• Requirements:
(A) In the excerpt on SMSF trustee rules, why does the father-and-son fund end up with only one individual trustee? Answer in one to three sentences.
(B) Carry the excerpt on SMSF trustee rules forward, picking up directly after its last sentence.

• Excerpted text:
In an online webinar, Accurium head of education Mark Ellem explained that while the standard rule for SMSFs with individual trustees is that there must be at least two trustees, there is an exception where an enduring power of attorney is involved.

Mr Ellem responded to a question involving an SMSF with two individual trustees who are father and son. The father is now mentally incapacitated, and the son was appointed as an enduring power of attorney before that occurred. 

 
 

He was asked whether the SMSF in this scenario would still meet the definition of an SMSF.

In this type of situation, Mr Ellem said the SMSF will still meet the definition under the law.

“The standard rule states that if you’ve got a single-member fund, there must be a minimum of two individual trustees, but the exception in 17A allows for the attorney in an enduring power of attorney to be appointed in their place,” he explained. 

“In this case, the son is the attorney but has already been appointed as an individual trustee, so you have the unusual situation where you have a single individual trustee of an SMSF.”

• Entries provided:
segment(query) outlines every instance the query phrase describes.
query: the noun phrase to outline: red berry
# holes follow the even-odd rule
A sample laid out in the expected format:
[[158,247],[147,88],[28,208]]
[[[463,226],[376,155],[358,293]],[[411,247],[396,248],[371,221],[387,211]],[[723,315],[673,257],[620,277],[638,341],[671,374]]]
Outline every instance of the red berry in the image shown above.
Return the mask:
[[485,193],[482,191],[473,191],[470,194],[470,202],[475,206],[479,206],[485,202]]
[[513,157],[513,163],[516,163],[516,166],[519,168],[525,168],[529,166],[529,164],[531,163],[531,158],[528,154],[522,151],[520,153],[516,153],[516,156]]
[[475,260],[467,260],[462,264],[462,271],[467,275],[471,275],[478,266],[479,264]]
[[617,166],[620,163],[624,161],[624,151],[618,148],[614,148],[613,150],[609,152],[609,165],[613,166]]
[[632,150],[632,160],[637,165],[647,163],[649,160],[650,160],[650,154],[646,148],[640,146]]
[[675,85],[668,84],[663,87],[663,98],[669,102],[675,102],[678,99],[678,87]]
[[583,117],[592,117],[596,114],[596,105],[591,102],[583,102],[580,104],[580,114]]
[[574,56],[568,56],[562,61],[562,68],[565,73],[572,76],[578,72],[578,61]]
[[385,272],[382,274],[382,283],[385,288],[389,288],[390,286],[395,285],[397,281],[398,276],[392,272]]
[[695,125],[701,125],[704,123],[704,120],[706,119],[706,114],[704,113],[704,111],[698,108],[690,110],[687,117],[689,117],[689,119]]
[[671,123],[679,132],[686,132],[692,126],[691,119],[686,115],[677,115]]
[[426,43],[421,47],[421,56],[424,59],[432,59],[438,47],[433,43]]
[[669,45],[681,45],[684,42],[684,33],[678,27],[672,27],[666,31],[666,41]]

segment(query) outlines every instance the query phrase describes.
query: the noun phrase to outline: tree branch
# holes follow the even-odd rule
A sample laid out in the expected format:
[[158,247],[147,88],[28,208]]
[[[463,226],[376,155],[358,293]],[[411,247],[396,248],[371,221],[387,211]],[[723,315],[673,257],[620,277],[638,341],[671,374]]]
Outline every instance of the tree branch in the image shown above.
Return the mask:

• The replies:
(A) The standard rule calls for at least two individual trustees, but the exception in 17A allows the attorney under an enduring power of attorney to be appointed in their place. Because the son is the attorney and has already been appointed as an individual trustee, the fund is left with a single individual trustee and still meets the definition of an SMSF.

(B)
Mr Ellem said that while this is fine under the 17A definition, it’s still important to go back and look at what the trust deed says. 

“The trust deed might state that you have to have a minimum of two individual trustees. So you might be okay in terms of 17A, but you’ve breach of your deed,” he cautioned.

“In that situation, you might want to find another person to be appointed as the second trustee, so the son is there effectively as the member as attorney and then you appoint a second trustee. 

“In my view, under the law it will comply, but you need to check the trust deed to see whether there’s any restrictions.”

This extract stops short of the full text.